- [ЗАДАНИЕ 1]: Перепиши без изменений часть отрывка о начале дипломатического пути: начни со слов «Принял меня солидный, неулыбчивый» и закончи словами «выход — соглашаться.».

□ □ □

ЧАСТЬ I
НАЧАЛО ДИПЛОМАТИЧЕСКОГО ПУТИ
Слушатель Высшей дипломатической школы, о. Рица. 1946 год
На дипломатическую дорогу я вступил совершенно неожиданно для себя и довольно необычным образом. В один из летних дней военного 1944 года на авиационный завод в Москве, где я тогда работал инженером-конструктором, позвонили из ЦК КПСС и предложили явиться к ним на следующий день.
Я никогда прежде не бывал в столь высоких инстанциях и поэтому терялся в догадках: зачем я, рядовой инженер, мог там понадобиться. Прихожу на другой день в бюро пропусков ЦК КПСС. Меня направляют в Управление кадров.
Принял меня солидный, неулыбчивый и строгий на вид человек, который производил, конечно, впечатление, во всяком случае на новичка, и тем более на человека моего возраста. Я даже до сих пор помню его имя. „Сдобнов — инструктор ЦК КПСС по кадрам", — отрекомендовался он. Всем своим видом он показывал, что не очень-то склонен вступать в какие-то длинные разговоры или обсуждения. „Есть мнение, — изрек он, — направить Вас на учебу в Высшую дипломатическую школу". Надо сказать, что формулировка „есть мнение" (чье, кого конкретно — неизвестно) была долгое время излюбленной фразой в советском партийном и государственном лексиконе. Налет таинственности и властности: не знаешь, к кому и апеллировать по своему личному делу, остается вроде один выход — соглашаться.
Для меня такое предложение, означавшее коренную ломку профессии, которая мне нравилась, и прыжок в неизвестность было полной неожиданностью. Сказать, что я был ошеломлен — пожалуй, ничего не сказать. По окончании Московского авиационного института я работал конструктором на опытном заводе № 115, которым руководил известный авиаконструктор А.С.Яковлев. Его самолеты-истребители составляли значительную часть парка советской авиации на фронтах войны. Работа была очень интересной, и я, разумеется, никогда не помышлял идти в какие-то дипломаты.

□ □ □

- [ЗАДАНИЕ 2]: Посчитай, в скольких строках ниже встречается слово «lizard», с учетом регистра букв. В ответе напиши только число.

Строки из источника данных:
□ □ □

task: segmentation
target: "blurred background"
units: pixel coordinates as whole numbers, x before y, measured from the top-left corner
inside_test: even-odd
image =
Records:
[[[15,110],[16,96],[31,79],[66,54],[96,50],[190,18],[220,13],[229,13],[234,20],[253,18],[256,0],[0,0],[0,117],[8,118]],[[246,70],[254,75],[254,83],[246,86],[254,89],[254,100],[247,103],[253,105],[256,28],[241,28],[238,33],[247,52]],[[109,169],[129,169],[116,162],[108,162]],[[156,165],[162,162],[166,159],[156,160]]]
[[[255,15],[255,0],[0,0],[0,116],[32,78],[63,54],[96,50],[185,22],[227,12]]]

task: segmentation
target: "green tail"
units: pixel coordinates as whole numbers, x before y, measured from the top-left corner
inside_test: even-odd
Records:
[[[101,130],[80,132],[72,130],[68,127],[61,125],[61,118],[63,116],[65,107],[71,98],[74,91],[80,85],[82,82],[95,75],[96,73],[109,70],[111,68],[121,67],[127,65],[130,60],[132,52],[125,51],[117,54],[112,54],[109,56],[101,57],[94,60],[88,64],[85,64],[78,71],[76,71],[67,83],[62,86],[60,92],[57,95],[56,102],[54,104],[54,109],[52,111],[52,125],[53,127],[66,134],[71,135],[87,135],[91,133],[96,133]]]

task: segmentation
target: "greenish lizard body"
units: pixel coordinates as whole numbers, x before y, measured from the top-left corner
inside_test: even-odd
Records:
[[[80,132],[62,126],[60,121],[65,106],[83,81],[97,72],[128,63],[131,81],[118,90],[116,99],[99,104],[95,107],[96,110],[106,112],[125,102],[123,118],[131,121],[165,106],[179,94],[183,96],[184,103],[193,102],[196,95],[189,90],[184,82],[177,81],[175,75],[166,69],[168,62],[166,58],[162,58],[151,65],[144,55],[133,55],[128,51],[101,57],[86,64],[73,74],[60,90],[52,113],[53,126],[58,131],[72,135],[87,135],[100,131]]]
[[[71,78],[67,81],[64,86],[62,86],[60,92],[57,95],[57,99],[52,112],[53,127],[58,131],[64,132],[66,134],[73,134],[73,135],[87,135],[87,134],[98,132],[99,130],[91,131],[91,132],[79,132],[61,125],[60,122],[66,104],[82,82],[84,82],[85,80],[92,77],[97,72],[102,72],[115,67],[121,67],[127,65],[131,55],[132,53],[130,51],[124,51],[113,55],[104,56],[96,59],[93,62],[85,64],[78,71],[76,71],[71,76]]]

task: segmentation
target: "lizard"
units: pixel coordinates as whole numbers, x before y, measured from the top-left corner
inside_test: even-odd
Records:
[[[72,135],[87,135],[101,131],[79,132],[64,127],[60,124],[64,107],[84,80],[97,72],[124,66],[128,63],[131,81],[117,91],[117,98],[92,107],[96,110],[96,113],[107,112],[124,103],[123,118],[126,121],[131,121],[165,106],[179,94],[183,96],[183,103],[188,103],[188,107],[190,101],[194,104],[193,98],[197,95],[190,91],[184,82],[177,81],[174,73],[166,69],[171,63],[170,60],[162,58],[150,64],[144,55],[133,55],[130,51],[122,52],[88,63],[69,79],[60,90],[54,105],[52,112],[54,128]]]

□ □ □

- [РЕШЕНИЕ 1]:
Принял меня солидный, неулыбчивый и строгий на вид человек, который производил, конечно, впечатление, во всяком случае на новичка, и тем более на человека моего возраста. Я даже до сих пор помню его имя. „Сдобнов — инструктор ЦК КПСС по кадрам", — отрекомендовался он. Всем своим видом он показывал, что не очень-то склонен вступать в какие-то длинные разговоры или обсуждения. „Есть мнение, — изрек он, — направить Вас на учебу в Высшую дипломатическую школу". Надо сказать, что формулировка „есть мнение" (чье, кого конкретно — неизвестно) была долгое время излюбленной фразой в советском партийном и государственном лексиконе. Налет таинственности и властности: не знаешь, к кому и апеллировать по своему личному делу, остается вроде один выход — соглашаться.

- [РЕШЕНИЕ 2]: 2